» **YOUR OBJECTIVE**
Rewrite the lines below as a Markdown table with the columns "No." and "Line", giving each line its own numbered row and skipping blank lines. Leave the pictures out.

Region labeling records
** Begin **
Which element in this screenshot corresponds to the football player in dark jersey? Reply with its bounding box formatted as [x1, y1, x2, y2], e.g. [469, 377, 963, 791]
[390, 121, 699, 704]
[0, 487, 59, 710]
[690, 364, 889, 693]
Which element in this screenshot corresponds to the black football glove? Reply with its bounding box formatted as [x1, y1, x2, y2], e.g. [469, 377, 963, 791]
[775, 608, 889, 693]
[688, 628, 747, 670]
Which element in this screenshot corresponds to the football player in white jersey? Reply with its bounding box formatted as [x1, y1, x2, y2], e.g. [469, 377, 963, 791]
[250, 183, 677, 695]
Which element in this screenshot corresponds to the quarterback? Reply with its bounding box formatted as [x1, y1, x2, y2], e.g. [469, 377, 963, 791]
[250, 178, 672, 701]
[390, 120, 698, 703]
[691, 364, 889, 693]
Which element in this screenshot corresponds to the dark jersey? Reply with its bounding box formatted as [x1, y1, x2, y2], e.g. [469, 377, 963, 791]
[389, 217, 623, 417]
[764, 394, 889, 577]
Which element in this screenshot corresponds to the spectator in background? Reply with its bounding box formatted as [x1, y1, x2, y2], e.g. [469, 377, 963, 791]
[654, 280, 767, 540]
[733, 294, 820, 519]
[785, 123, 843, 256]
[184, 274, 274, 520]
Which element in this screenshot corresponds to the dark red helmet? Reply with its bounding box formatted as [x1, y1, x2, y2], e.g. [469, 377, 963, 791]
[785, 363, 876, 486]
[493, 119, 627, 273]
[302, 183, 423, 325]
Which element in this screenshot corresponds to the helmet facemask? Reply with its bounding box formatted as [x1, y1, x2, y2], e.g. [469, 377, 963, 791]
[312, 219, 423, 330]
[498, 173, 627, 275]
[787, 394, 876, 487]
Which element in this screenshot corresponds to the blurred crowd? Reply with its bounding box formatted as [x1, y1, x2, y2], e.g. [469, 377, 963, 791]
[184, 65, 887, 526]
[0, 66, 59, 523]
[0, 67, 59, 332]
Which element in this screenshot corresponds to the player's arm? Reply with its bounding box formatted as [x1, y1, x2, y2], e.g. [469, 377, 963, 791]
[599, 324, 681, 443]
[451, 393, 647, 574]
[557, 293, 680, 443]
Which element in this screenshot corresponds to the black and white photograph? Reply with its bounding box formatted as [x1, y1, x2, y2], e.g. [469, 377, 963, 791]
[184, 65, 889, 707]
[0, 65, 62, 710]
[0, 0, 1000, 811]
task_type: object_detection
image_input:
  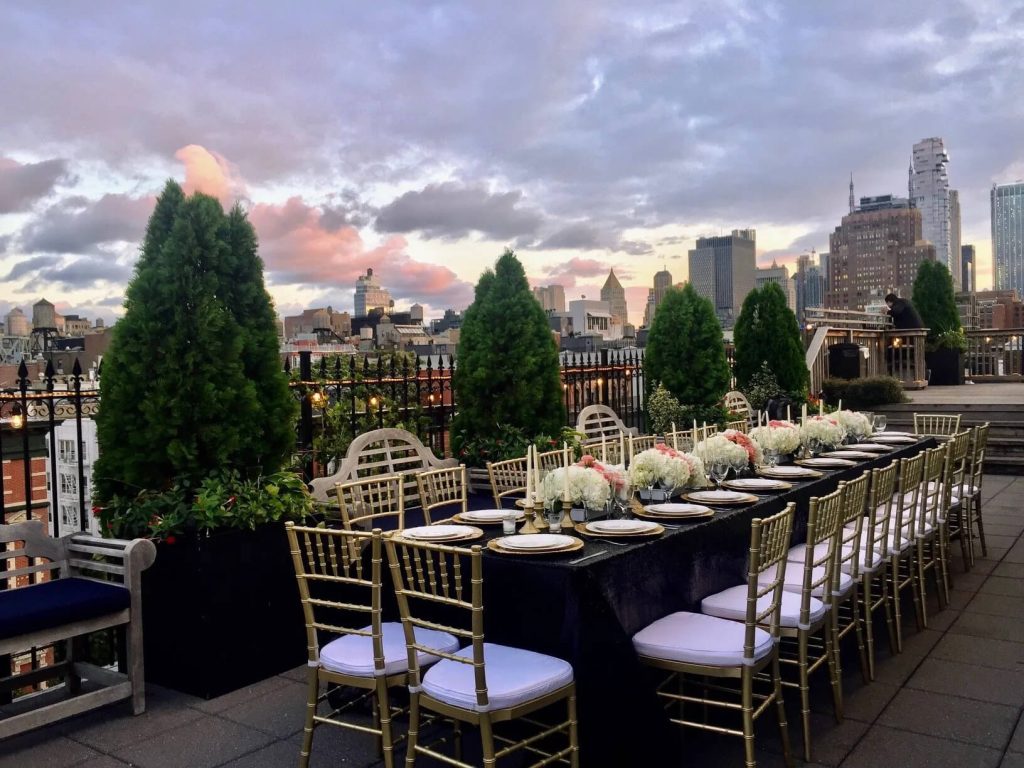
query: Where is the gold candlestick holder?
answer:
[519,504,541,534]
** End **
» **FULL ANSWER**
| No. | Line |
|---|---|
| 1 | Which element in this screenshot corresponds to the football player in dark jersey? Reply with its bounding box formatted as [x1, y1, x2, y2], e.g. [469, 377, 963, 791] |
| 2 | [390, 121, 699, 704] |
| 3 | [0, 487, 59, 710] |
| 4 | [690, 364, 889, 693] |
| 5 | Which element in this screenshot corresponds to the black football glove? Reply with its bounding box formatted as [x1, y1, x2, y2], e.g. [469, 377, 963, 791] |
| 6 | [775, 608, 889, 693] |
| 7 | [688, 628, 747, 670] |
| 8 | Which element in this screenshot corresponds to the football player in white jersey? Reply with its bounding box formatted as [x1, y1, x2, y2], e.g. [469, 377, 963, 791] |
| 9 | [250, 183, 677, 695] |
| 10 | Which element in this screenshot corresponds to the quarterback? Reply with its bounding box formatted as [x1, y1, x2, y2], e.g. [469, 377, 963, 791] |
| 11 | [250, 178, 672, 701] |
| 12 | [390, 120, 698, 703] |
| 13 | [691, 364, 889, 693] |
| 14 | Which element in this screenshot corresponds to the dark jersey? Reply with its bounding box formatted as [x1, y1, x2, y2], e.g. [469, 377, 963, 791] |
| 15 | [389, 217, 623, 417] |
| 16 | [764, 394, 889, 577] |
| 17 | Which element in this screenshot corresponds to the spectator in background? Reply with its bounding box formatted as [x1, y1, x2, y2], e.g. [469, 377, 963, 791] |
| 18 | [654, 280, 767, 540] |
| 19 | [733, 294, 820, 519] |
| 20 | [785, 123, 843, 256] |
| 21 | [184, 274, 274, 520] |
| 22 | Which element in this screenshot corresponds to the dark red helmet? Reply with its bounding box formatted as [x1, y1, x2, y2], e.g. [469, 377, 963, 791] |
| 23 | [785, 363, 876, 486] |
| 24 | [493, 119, 627, 273] |
| 25 | [302, 183, 423, 325] |
| 26 | Which element in this screenshot corresponds to the helmet facemask? Reply with its bounding box formatted as [x1, y1, x2, y2], e.g. [469, 377, 963, 791] |
| 27 | [312, 219, 423, 330] |
| 28 | [498, 173, 627, 275] |
| 29 | [787, 394, 876, 487] |
| 30 | Which element in this screenshot corresponds to the blurred crowd? Reply with its bounding box formatted as [x1, y1, x2, y2], e.g. [469, 377, 963, 791] |
| 31 | [184, 65, 887, 526] |
| 32 | [0, 66, 59, 523] |
| 33 | [0, 67, 59, 332] |
| 34 | Which element in this screenshot corresponds to the player's arm? Reply with its bounding box formatted as [x1, y1, x2, y2], e.g. [469, 377, 963, 791] |
| 35 | [599, 324, 681, 443] |
| 36 | [451, 393, 647, 574] |
| 37 | [557, 293, 680, 443] |
| 38 | Which element in this screenshot corresponds to the black and white photograph? Reply with its bounding box formatted as [x1, y1, x2, y2], e.g. [469, 377, 963, 791] |
| 39 | [184, 65, 889, 707] |
| 40 | [0, 65, 62, 710] |
| 41 | [0, 0, 1000, 811] |
| 42 | task_type: object_detection |
| 43 | image_input: |
| 44 | query: Where is the gold candlestick holder? |
| 45 | answer: |
| 46 | [519,504,541,534] |